» Sezione di testo
LA MIA MARATONA

DAI RETTA A ROBODOU

Dopo la sveglia alle 5 meno qualcosa, una colazione veloce in un postaccio gestito da un cinese, tre quarti d’ora di pullman che ti regalano l’emozione dell’alba con skyline, un quarto d’ora a piedi seguendo genericamente la fiumana dei pettorali blu, e due ore e mezza (dicasi: due ore e mezza) imbacuccato come un homeless per ripararti dal freddo e dal vento, sdraiato sull’asfalto in favore di sole cercando ogni singolo grado che potesse riscaldarti, cosa vuoi che sia una maratona? Trascorse le due ore e mezza nette di lotta per la sopravvivenza e contro la noia, comincio la vestizione e mi accorgo di tutto il mondo che c’è intorno, compreso di un tizio che fuma, forse nervoso per l’attesa, mentre mi chiedo che fine avrà fatto un altro tizio sulla settantina, con una panza così, sceso dal pullman in canottiera e pantaloncini. Del ponte di Verrazano vedo giusto la cima, e lì sotto siamo in quarantamila ad aspettare di entrare nelle gabbie e incamminarci lenti verso un posto che conosco a memoria pur non essendoci mai stato. Si sentono i colpi di cannone delle partenze precedenti, poi ci si schiera dietro i caselli del ponte, e vista così sembrerebbe la maratona di Melegnano.

[Voci archiviate]
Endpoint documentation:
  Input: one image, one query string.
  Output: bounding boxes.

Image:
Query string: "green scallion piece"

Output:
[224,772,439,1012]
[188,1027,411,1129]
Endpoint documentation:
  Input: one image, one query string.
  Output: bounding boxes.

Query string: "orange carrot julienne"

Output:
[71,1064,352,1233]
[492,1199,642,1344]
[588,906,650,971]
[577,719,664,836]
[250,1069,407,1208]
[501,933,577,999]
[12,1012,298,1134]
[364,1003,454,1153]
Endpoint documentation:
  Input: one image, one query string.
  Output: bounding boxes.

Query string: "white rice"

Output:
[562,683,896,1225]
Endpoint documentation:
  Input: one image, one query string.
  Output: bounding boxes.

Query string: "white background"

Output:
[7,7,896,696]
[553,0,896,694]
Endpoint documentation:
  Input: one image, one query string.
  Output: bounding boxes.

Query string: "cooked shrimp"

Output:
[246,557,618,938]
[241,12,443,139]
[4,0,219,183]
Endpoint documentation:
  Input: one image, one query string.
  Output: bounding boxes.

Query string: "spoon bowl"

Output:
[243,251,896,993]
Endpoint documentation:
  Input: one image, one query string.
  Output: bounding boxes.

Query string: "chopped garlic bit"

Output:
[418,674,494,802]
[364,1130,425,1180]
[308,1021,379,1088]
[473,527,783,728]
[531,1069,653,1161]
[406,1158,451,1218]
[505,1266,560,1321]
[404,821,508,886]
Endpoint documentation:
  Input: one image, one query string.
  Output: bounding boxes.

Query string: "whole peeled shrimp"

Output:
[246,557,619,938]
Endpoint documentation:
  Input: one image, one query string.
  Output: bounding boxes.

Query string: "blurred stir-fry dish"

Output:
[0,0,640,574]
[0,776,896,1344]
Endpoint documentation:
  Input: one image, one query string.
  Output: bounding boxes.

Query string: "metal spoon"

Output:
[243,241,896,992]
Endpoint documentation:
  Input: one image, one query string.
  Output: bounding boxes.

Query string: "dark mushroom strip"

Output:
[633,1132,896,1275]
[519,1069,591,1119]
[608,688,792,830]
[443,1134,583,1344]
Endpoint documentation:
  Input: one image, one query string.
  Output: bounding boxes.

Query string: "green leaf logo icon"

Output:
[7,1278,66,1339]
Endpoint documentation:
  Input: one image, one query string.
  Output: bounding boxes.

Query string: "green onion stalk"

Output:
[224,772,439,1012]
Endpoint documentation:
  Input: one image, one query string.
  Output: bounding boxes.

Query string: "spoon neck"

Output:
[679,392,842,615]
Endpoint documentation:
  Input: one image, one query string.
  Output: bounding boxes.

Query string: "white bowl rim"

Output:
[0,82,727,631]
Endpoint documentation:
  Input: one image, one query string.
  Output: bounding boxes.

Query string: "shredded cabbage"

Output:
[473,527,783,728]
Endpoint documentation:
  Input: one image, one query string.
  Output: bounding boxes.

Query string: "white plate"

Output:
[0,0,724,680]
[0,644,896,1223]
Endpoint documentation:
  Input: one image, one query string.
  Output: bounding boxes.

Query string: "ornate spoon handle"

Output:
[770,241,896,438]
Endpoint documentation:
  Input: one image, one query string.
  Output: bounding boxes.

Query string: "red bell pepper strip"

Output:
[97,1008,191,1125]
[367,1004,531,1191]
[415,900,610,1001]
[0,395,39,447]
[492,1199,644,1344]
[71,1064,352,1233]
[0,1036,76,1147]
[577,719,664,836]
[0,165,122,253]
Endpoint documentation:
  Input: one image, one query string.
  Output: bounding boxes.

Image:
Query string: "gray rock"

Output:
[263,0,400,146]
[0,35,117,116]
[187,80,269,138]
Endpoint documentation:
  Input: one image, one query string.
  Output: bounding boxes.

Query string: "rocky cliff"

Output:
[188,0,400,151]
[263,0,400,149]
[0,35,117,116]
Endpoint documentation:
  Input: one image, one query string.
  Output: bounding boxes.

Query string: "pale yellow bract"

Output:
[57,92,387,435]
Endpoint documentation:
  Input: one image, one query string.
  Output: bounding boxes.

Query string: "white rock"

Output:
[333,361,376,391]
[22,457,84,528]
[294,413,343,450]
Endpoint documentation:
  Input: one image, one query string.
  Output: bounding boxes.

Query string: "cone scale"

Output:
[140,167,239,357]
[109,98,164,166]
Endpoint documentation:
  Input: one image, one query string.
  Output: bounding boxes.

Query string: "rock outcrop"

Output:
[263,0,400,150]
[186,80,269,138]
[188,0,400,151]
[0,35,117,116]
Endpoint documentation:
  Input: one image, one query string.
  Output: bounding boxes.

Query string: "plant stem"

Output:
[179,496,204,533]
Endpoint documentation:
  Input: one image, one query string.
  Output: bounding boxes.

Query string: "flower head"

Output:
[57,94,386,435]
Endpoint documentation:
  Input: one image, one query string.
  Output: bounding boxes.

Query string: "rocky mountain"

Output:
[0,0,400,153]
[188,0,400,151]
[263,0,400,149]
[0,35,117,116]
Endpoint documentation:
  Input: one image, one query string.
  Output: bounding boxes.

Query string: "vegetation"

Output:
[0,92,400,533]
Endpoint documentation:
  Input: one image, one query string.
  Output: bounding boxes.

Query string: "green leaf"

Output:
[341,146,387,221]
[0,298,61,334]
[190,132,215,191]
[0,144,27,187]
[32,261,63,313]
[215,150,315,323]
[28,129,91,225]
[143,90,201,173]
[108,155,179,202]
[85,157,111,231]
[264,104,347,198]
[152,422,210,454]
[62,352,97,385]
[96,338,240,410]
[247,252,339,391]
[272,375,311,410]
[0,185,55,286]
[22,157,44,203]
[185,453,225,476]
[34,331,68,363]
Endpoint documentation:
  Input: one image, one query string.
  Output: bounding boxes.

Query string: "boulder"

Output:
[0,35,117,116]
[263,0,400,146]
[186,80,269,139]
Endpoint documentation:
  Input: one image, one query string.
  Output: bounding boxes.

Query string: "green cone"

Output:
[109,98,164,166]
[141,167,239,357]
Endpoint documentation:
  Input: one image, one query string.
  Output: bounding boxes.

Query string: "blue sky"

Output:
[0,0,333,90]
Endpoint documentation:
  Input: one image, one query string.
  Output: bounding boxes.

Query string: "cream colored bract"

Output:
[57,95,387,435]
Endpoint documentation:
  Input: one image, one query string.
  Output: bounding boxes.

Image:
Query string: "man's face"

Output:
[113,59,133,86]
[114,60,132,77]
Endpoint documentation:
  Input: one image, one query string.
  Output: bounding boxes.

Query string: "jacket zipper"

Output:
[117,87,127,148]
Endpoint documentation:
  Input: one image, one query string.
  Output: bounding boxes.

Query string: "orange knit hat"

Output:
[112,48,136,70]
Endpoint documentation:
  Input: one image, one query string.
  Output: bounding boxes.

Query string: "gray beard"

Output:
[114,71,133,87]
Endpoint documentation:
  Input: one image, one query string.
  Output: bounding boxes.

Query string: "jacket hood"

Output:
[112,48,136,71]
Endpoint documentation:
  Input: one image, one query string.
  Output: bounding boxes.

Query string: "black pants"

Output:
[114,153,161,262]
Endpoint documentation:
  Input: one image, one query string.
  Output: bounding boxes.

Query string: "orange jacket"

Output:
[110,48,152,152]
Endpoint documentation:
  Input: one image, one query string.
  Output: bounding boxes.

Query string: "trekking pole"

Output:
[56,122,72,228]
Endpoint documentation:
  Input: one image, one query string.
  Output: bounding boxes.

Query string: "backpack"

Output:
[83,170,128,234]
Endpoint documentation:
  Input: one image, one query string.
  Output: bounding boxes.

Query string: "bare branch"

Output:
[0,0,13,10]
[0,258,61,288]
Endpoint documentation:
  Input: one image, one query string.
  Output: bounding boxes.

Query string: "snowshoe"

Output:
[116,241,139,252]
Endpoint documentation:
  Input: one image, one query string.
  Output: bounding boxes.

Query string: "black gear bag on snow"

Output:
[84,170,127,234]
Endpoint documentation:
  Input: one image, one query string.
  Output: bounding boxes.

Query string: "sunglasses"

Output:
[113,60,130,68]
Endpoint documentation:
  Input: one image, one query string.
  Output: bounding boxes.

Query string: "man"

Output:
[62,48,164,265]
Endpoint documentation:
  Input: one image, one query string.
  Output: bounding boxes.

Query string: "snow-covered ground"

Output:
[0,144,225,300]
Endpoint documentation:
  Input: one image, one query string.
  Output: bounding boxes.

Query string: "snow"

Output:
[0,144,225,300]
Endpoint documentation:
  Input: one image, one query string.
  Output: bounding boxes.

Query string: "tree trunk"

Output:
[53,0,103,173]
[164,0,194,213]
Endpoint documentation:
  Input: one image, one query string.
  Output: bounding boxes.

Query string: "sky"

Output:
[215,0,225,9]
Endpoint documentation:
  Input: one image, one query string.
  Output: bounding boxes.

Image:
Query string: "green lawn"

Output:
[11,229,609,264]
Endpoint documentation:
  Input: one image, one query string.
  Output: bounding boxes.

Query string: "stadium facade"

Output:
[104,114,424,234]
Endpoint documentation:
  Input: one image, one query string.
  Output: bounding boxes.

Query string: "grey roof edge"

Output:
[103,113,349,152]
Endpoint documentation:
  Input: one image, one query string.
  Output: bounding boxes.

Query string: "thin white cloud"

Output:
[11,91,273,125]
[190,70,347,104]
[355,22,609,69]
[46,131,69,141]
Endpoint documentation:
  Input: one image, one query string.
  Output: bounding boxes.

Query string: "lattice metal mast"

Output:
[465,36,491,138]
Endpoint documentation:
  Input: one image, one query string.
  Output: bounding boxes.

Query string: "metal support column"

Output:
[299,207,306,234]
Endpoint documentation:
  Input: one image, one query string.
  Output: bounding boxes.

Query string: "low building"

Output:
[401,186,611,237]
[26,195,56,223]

» Elenco compiti
(A) Rispondi a queste domande sul testo sulla maratona:
(i) A che ora suona la sveglia?
(ii) Quanto dura il viaggio in pullman?
(iii) In quanti aspettano sotto il ponte di Verrazano?
(B) Indica il numero di righe che contengono la stringa "strip".
Le righe non hanno alcun legame con il testo sulla maratona.

» Risposte per compito
(A)
(i) Alle 5 meno qualcosa.
(ii) Tre quarti d'ora.
(iii) In quarantamila.

(B) 2